◆ **Prompt**
Copy the material below word for word, starting at the line that contains "--target light pole" and ending after the line that contains "46L359 48L362 60L376".

◆ **Supplied information**
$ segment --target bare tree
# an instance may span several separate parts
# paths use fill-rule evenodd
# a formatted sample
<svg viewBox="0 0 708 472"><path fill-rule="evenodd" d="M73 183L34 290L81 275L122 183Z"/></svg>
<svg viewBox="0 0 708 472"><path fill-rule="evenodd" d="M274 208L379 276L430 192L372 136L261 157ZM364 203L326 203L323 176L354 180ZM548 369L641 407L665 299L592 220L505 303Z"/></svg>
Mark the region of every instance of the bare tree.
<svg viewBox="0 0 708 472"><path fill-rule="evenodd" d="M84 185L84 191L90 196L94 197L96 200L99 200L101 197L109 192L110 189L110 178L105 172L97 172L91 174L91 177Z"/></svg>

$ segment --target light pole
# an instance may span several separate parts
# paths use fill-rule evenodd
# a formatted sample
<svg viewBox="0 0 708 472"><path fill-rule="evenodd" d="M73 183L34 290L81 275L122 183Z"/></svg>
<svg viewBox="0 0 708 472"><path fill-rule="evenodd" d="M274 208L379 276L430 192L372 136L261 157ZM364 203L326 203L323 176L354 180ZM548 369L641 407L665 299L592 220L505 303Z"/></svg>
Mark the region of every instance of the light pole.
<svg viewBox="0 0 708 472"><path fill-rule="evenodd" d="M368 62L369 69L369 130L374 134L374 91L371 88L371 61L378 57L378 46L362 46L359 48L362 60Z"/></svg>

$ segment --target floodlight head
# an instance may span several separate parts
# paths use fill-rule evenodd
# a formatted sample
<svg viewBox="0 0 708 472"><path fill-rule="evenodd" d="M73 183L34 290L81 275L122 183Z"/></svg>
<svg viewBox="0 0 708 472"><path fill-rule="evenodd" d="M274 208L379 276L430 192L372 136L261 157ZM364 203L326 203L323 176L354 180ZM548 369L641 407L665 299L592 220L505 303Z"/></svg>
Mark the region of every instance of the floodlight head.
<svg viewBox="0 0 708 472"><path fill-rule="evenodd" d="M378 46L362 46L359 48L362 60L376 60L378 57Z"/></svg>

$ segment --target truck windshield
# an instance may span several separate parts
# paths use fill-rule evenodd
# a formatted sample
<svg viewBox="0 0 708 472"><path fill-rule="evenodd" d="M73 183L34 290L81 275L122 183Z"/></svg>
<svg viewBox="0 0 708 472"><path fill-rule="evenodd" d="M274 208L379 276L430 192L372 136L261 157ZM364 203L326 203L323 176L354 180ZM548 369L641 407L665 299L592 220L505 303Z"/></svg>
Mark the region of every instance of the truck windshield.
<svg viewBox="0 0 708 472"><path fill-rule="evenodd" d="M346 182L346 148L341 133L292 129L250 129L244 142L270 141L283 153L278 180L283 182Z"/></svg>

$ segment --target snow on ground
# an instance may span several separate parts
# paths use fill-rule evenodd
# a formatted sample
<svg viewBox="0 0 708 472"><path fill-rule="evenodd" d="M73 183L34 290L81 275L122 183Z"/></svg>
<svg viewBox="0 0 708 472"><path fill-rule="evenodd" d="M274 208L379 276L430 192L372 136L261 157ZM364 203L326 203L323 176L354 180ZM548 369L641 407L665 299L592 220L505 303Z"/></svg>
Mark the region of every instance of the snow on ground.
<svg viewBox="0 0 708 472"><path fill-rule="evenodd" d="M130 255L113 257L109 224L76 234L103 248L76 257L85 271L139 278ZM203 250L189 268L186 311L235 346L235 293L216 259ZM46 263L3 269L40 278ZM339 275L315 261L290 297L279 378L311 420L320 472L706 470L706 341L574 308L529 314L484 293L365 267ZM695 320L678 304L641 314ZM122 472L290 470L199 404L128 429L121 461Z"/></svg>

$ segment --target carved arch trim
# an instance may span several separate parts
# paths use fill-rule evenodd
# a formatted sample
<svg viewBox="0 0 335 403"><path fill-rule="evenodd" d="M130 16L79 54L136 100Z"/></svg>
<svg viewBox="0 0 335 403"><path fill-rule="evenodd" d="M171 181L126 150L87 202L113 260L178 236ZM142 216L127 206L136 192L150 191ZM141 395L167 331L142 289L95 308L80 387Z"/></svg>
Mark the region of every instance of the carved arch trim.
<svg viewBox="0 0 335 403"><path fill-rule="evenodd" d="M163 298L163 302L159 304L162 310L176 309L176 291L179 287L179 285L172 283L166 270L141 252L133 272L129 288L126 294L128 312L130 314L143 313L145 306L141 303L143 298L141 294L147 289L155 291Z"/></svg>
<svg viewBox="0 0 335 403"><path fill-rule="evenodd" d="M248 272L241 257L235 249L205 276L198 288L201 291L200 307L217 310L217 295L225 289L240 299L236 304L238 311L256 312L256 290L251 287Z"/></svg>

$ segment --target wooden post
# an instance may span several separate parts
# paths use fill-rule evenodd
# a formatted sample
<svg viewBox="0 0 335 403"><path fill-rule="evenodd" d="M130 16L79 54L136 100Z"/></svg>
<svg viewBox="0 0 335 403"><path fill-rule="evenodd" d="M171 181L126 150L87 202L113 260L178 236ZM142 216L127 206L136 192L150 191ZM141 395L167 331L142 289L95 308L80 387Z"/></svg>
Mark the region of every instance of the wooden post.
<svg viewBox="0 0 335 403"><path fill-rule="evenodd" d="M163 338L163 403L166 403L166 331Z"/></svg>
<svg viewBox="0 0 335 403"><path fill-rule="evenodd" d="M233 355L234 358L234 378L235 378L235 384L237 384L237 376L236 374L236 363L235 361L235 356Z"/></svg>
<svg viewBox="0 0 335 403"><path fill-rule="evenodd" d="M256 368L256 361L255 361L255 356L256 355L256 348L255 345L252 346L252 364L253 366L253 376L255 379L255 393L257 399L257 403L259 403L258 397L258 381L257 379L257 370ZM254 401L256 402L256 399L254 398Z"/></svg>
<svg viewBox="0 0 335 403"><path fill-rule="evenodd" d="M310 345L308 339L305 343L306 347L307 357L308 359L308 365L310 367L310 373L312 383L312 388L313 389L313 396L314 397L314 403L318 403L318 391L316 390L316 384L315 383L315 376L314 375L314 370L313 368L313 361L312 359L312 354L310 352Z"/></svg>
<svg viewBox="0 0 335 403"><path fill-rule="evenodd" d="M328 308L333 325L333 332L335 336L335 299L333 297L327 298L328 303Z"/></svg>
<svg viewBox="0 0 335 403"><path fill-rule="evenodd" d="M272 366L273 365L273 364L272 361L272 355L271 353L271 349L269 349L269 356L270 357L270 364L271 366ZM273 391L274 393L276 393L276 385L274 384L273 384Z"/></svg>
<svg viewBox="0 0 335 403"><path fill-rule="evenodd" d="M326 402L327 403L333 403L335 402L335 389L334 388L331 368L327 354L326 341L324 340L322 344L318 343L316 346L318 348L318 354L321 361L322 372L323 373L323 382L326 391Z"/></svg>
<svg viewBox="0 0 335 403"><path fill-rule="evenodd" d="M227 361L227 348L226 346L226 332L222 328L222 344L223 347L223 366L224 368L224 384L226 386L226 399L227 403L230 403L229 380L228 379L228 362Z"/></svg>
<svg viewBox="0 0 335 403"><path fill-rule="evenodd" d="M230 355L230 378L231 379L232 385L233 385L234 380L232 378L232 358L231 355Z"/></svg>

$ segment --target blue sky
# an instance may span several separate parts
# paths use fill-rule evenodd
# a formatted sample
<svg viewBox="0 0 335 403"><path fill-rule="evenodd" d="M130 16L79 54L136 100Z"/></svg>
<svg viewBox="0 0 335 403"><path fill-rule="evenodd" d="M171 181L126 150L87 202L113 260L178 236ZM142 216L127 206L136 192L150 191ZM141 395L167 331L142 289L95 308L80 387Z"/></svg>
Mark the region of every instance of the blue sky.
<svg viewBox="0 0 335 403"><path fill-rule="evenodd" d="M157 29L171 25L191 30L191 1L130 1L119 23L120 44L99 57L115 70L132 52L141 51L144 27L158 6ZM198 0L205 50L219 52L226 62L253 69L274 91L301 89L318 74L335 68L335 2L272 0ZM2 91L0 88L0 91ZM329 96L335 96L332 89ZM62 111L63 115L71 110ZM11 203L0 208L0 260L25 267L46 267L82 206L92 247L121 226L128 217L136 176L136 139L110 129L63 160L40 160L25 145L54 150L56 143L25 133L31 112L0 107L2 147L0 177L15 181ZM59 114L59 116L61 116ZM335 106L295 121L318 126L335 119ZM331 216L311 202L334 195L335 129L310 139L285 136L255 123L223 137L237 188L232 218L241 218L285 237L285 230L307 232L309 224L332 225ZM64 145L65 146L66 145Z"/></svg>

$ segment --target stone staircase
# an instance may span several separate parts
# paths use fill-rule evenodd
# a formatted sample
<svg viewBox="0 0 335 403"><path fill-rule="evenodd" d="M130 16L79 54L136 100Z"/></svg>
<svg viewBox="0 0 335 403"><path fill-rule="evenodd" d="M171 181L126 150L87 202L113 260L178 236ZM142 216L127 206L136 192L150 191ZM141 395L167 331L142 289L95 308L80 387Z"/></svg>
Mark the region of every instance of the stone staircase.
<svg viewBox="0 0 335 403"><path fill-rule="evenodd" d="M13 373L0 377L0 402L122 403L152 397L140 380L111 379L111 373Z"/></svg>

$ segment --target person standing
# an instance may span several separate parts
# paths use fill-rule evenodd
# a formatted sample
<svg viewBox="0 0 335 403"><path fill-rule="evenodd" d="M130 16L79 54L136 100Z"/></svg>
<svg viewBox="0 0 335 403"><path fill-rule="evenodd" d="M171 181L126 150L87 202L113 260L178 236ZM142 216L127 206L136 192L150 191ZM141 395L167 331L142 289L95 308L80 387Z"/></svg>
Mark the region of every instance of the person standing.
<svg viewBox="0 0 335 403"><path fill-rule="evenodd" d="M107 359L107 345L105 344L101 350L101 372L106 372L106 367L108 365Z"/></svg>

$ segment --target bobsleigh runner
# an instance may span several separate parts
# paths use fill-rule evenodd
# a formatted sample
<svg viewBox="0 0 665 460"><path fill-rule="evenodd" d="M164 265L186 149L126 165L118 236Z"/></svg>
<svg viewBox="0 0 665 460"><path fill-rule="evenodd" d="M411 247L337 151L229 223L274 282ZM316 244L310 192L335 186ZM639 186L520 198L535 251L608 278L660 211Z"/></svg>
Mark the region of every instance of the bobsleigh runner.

◆ **Response to this task**
$ segment --target light pole
# an instance may span several separate parts
# paths use fill-rule evenodd
# a formatted sample
<svg viewBox="0 0 708 472"><path fill-rule="evenodd" d="M73 183L34 290L81 275L122 183Z"/></svg>
<svg viewBox="0 0 708 472"><path fill-rule="evenodd" d="M274 208L379 276L430 192L372 136L261 157ZM364 203L326 203L323 176L354 180ZM548 369L641 407L665 299L592 220L505 303Z"/></svg>
Mark the region of every instance of the light pole.
<svg viewBox="0 0 708 472"><path fill-rule="evenodd" d="M368 62L369 69L369 130L374 134L374 91L371 88L371 61L378 57L378 46L362 46L359 48L362 60Z"/></svg>

$ segment --target floodlight head
# an instance may span several separate parts
# paths use fill-rule evenodd
# a formatted sample
<svg viewBox="0 0 708 472"><path fill-rule="evenodd" d="M73 183L34 290L81 275L122 183Z"/></svg>
<svg viewBox="0 0 708 472"><path fill-rule="evenodd" d="M274 208L379 276L430 192L372 136L261 157ZM364 203L326 203L323 176L354 180ZM548 369L641 407L665 299L592 220L505 303Z"/></svg>
Mark the region of every instance of the floodlight head.
<svg viewBox="0 0 708 472"><path fill-rule="evenodd" d="M378 46L362 46L359 48L362 60L376 60L378 57Z"/></svg>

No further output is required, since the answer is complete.